_Provided passage:_
◆ ◆ ◆
Safety when accessing an integer variable: 1 writer, N readers

Question

I've a "static 64-bit integer variable" that gets updated by only one thread.

All other threads only read from it.

Should i protect this variable using atomic operation (ex. "__sync_add_and_fetch") for safety reasons?

Or is it OK to read(resp. write) from (resp. to) it directly?

I'm still confused because i didn't find a clear answer. I don't know if 've to protect it:

only when writing to it
for both writing and reading (__sync_add_and_fetch(V, 0))
no need to protect it at all

Peter Cordes · Answer 1 · 2023-07-29T20:31:41.673

GCC's __sync builtins are obsoleted by its __atomic builtins.

Both reader and writer should be using __atomic operations, like __atomic_load_n and __atomic_store_n (you don't need or want an expensive atomic RMW since there's only one writer.) With __ATOMIC_RELAXED, load and store are as cheap as plain operations (which can't get optimized away into registers.) Normal accesses (not via __atomic builtins) to a plain non-volatile non-_Atomic are never ok with concurrent reads + writes, and will break in practice, e.g. hoisting a load out of a spin-wait loop.
◆ ◆ ◆
_Information provided:_
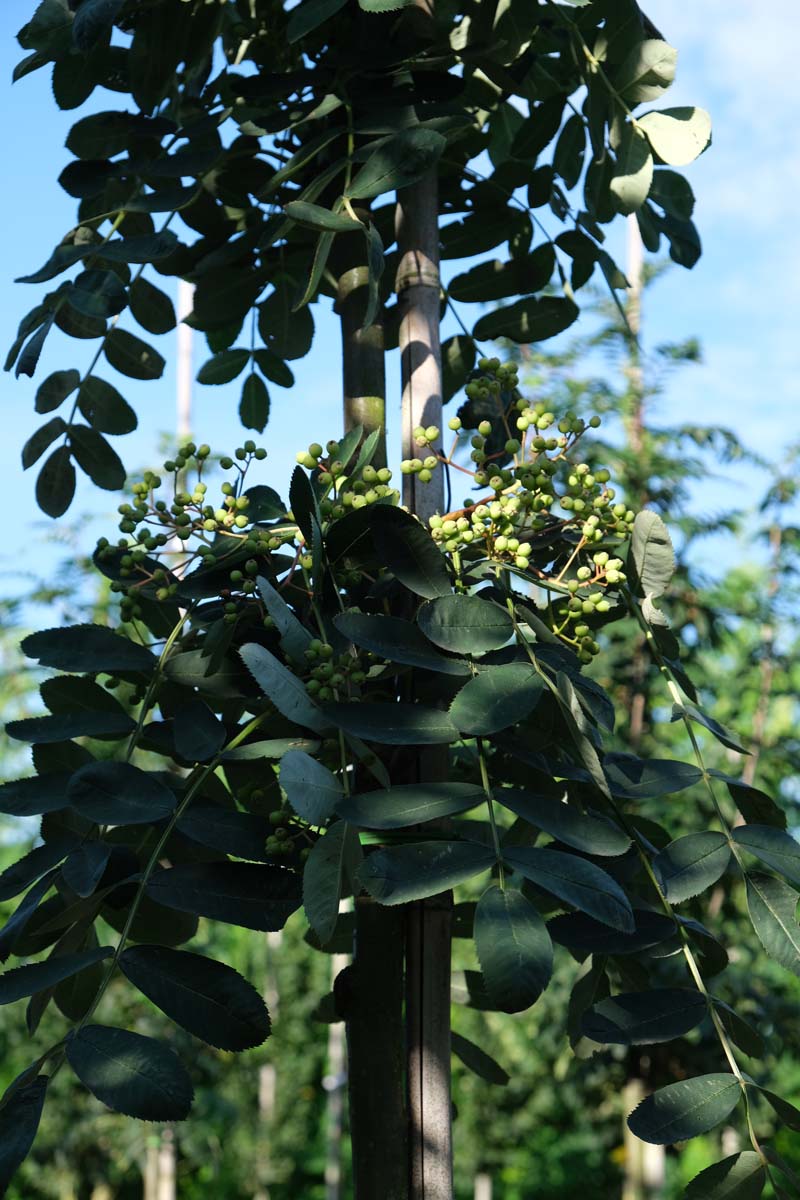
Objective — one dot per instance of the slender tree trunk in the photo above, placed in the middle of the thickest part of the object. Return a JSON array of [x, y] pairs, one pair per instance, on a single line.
[[160, 1165], [644, 1163], [370, 993], [266, 1073], [635, 430], [428, 923], [482, 1186], [336, 1083]]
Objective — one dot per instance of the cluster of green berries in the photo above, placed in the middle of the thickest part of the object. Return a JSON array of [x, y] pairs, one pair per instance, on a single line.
[[343, 491], [326, 673], [154, 527], [425, 438], [492, 379]]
◆ ◆ ◆
_Task to complete:_
Carry on the forum thread above about one writer and N readers sharing a 64-bit integer, starting right after its final sentence.

_Response:_
But in new code, you should normally use C11 stdatomic.h with _Atomic types (https://en.cppreference.com/w/c/thread), and the macros available for testing if a certain atomic type is lock-free on the target you're compiling for.

(With the old __sync builtins, I think the design intent was that you'd use volatile for pure-load and pure-store, since they didn't provide __sync builtins for that. Hand-rolling your own atomics with volatile works on normal ISAs with normal compilers like GCC and clang, and the Linux kernel depends on it, but it's not recommended when you can get the job done with C11 stdatomic.h.)

Lock-free 64-bit atomics

On systems where #if ATOMIC_LLONG_LOCK_FREE > 0 is true, use relaxed (or acq/rel) atomics, depending on what ordering guarantees you need (like if the writer is using the counter to "publish" other data to readers, e.g. if the counter is used as an index into a non-atomic array).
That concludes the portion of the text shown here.